GIVEN EXERCISE:
Convert the listing below into a Markdown table with the columns "Row" and "Line", skipping any blank lines.

(Object pointing dataset rows)
'''

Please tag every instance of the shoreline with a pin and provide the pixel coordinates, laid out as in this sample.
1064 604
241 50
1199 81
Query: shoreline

'''

THE ANSWER:
| Row | Line |
|---|---|
| 1 | Please tag every instance of the shoreline with a pin and provide the pixel coordinates, laid out as in this sample. |
| 2 | 1064 604 |
| 3 | 241 50 |
| 4 | 1199 81 |
| 5 | Query: shoreline |